What the task requires: Could you copy the material below, from the line holding "Spot the dense" through the line holding "[[758, 581], [29, 634]]", inclusive, and scale every point coordinate in the answers by 0.4, rounding to whole numbers with halves going up? Keep the requests and their format samples unchanged, and return only those lines.

Record excerpts:
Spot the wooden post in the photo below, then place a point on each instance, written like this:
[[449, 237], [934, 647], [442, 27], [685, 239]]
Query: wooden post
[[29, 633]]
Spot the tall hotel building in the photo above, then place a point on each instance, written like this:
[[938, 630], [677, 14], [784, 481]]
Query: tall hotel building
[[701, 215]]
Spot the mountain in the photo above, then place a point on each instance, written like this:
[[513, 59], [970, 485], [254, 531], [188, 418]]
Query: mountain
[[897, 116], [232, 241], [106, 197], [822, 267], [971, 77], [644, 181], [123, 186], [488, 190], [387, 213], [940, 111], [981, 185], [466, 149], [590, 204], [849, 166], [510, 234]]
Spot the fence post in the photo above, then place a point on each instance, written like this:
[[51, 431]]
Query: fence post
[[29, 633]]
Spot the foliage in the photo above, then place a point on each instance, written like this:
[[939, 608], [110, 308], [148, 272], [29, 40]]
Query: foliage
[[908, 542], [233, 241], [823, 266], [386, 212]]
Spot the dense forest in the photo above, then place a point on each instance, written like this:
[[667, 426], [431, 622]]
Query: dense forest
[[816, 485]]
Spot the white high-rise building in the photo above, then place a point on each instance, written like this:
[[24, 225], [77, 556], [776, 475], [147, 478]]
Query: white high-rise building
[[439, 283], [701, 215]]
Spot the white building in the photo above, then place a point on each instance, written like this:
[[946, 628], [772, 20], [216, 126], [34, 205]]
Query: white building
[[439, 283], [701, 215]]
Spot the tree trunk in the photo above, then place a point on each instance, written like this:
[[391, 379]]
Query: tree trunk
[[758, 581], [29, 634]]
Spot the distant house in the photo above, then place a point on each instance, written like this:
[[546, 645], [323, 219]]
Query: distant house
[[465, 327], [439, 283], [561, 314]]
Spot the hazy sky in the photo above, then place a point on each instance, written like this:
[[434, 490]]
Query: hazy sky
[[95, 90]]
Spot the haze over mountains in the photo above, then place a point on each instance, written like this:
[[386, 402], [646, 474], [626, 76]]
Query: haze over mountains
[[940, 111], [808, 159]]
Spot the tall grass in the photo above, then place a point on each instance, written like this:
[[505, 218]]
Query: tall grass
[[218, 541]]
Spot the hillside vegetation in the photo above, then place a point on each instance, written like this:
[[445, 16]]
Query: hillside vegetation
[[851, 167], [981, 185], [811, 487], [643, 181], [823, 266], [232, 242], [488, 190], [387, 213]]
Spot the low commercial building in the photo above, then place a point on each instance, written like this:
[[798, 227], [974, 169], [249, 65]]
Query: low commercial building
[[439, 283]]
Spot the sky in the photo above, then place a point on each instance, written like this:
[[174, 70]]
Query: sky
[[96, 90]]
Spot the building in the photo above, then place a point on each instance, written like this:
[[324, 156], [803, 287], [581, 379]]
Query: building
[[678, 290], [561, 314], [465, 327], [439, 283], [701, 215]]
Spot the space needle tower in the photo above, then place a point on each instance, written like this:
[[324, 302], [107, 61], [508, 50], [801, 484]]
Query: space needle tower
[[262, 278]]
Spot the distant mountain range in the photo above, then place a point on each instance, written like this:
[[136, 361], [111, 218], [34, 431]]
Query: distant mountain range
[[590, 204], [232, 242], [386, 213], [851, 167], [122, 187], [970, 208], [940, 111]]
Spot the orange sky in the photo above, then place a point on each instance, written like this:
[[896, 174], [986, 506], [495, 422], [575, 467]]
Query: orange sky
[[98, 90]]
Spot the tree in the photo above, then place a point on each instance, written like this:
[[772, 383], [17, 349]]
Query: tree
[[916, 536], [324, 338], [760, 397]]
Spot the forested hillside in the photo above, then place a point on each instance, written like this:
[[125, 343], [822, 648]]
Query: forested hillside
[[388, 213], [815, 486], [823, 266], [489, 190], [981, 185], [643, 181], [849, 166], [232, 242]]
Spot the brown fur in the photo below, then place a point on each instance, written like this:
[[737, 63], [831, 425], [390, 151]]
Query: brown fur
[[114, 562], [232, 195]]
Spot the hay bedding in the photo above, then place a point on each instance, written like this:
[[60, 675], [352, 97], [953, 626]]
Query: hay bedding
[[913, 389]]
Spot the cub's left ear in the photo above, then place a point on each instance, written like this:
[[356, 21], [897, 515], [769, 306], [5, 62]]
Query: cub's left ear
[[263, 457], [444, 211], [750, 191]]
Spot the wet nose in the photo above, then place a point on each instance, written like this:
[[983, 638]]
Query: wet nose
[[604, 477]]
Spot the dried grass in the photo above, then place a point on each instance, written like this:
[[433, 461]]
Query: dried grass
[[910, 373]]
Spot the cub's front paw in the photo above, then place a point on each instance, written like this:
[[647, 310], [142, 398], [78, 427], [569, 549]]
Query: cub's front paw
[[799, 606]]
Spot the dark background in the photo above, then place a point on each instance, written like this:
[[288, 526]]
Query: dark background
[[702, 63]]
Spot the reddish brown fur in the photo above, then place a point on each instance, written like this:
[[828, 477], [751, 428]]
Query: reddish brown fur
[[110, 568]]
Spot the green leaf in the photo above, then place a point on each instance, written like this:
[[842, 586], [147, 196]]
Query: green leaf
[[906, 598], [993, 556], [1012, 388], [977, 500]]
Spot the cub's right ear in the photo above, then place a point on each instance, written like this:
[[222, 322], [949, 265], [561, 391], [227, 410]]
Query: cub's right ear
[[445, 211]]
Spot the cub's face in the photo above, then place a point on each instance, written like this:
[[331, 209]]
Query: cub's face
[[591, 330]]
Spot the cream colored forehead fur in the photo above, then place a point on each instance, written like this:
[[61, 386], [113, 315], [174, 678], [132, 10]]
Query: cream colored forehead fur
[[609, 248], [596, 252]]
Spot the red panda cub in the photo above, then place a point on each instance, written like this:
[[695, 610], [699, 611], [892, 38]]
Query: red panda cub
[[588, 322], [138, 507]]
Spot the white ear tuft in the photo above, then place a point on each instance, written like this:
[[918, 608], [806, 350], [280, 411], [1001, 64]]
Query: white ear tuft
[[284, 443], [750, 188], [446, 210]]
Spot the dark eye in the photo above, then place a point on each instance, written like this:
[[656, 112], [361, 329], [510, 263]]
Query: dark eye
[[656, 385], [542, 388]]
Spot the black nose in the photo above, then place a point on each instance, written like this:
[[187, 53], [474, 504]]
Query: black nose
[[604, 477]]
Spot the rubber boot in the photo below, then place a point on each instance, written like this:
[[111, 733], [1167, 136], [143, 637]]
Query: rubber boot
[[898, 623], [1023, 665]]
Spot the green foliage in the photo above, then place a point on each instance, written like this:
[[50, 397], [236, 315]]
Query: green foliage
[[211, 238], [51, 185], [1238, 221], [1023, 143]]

Solution:
Spot the dense forest in the photo above, then place a point on each instance, written like this:
[[667, 426], [431, 622]]
Query: dense forest
[[326, 194]]
Spot the white high-rise building in the photo above, then place a point on each instance, written like this:
[[24, 225], [77, 556], [776, 475], [147, 478]]
Query: white high-rise building
[[176, 113], [280, 86]]
Spot the white building in the photo above, then place a point on each instance, written like this:
[[946, 628], [772, 20], [216, 126], [34, 205]]
Query: white building
[[176, 113], [280, 86]]
Spot the tree trunk in the photo above, then place a point on each instance, written like this:
[[391, 379]]
Query: tree trunk
[[303, 232], [12, 254]]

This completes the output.